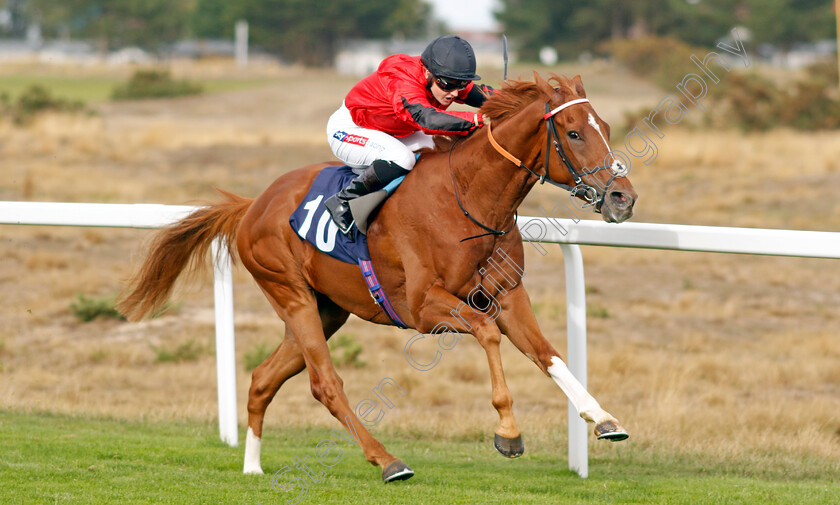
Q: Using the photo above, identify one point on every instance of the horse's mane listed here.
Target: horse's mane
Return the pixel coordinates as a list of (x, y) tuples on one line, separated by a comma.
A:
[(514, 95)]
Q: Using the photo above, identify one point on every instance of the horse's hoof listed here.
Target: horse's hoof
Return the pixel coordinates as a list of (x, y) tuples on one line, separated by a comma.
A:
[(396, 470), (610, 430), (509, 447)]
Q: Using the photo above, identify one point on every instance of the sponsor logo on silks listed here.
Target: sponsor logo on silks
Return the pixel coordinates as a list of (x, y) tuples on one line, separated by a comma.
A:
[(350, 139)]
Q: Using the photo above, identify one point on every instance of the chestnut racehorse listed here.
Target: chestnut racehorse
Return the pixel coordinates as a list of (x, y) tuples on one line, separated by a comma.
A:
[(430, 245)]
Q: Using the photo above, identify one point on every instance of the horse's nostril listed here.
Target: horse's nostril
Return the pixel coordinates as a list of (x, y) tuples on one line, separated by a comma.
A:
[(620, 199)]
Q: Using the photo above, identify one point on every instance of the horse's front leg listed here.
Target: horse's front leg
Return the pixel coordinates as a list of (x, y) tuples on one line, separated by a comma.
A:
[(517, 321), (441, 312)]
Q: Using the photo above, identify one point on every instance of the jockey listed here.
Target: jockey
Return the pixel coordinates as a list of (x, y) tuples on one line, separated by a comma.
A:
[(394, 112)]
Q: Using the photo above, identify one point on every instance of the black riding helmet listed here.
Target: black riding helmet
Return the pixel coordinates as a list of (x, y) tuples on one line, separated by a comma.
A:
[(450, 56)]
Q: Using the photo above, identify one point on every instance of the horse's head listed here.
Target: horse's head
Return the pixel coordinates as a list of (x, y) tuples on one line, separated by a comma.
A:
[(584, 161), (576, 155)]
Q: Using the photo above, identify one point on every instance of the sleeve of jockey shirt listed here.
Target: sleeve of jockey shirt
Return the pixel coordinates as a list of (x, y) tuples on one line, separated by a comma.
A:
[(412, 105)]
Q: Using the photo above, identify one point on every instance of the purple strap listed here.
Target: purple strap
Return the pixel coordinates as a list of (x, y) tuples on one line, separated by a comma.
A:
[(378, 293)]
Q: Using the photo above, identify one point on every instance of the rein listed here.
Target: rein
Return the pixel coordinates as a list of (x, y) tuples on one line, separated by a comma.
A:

┄┄┄┄┄┄┄┄┄┄┄┄┄┄┄┄┄┄┄┄

**EXERCISE PROMPT**
Copy out every one of the entries above word for word, leaving out the pictures.

**WRITTEN SOLUTION**
Q: Using the photo above, identify one point on every instance of the horse's mane listed here.
Target: horse's mane
Return the pixel coordinates as a list of (x, y) tuples on one line, separated by a comma.
A:
[(514, 95)]
Q: Using the photo above, identify one point on every instance of the horse's hoof listed here.
Target: horse's hoof
Return the pixel coordinates as a list of (x, y) tuples on one line, separated by a comma.
A:
[(396, 470), (610, 430), (509, 447)]
Q: Using the photo above, identify one point on every instance of the sponsor logo on silks listed here.
Target: sponsor logo on silks
Return the pixel coordinates as a list of (x, y) tuples on one line, separated by a comma.
A:
[(350, 139)]
Q: Using the photo above, identify one point on every instance of the chestnut racehorse listed here.
Target: chestnut racehorse
Return the pixel coordinates as a list of (x, y) tuples on one line, separated by a comma.
A:
[(430, 245)]
Q: Using the photo above, identify one point on every instance of the horse's nostril listed here.
Target: horse's nostril
Return the pixel coordinates as a list of (x, y) tuples on one line, separated by a comma.
A:
[(620, 199)]
Q: Using the photo above, identify one point on every instance of the horse's front leg listed here.
Target: horse's front leg
Return the pixel coordinates as a list of (x, y) tuples on one line, separated by a comma.
A:
[(517, 321), (441, 312)]
Q: Using the photo above, identify one point on every instance of the jockey listed here.
Target: jockey
Return the pixel coordinates as a list of (x, y) tuples on one line, separated by a comma.
A:
[(394, 112)]
Q: Using the photo above, identify one point on every instance of the black riding helmet listed here.
Target: black riding helmet
Return the pixel coordinates as a list of (x, y) tuples on one line, separated by a comma.
A:
[(450, 56)]
Q: Using the photo above, identify one point on every instance of the horse's head listed here.
Target: horse's head
Return the pixel coordinates as a list of (x, y) tuples on one line, separated by a comma.
A:
[(584, 161), (576, 155)]
Q: Using the photo above, identify one point on every instance of the sleeve of jockey shirt listed here.
Target: sleeve of jockey shirt
Return the pixel coordinates as a list of (x, y) tuples on one line, separated by a comma.
A:
[(412, 105)]
Q: Using the photo above, identify one point on every instance of the purple strap listed here.
Target: purple strap
Return the pixel coordinates as a list of (x, y) tuples on one line, separated by a comma.
A:
[(378, 293)]
Q: Using the photo above, identify one point on every instance of the rein listed here.
Target: rein
Return the pixel coordinates as a list of (x, y) tuples on one line, separated by a comma.
A:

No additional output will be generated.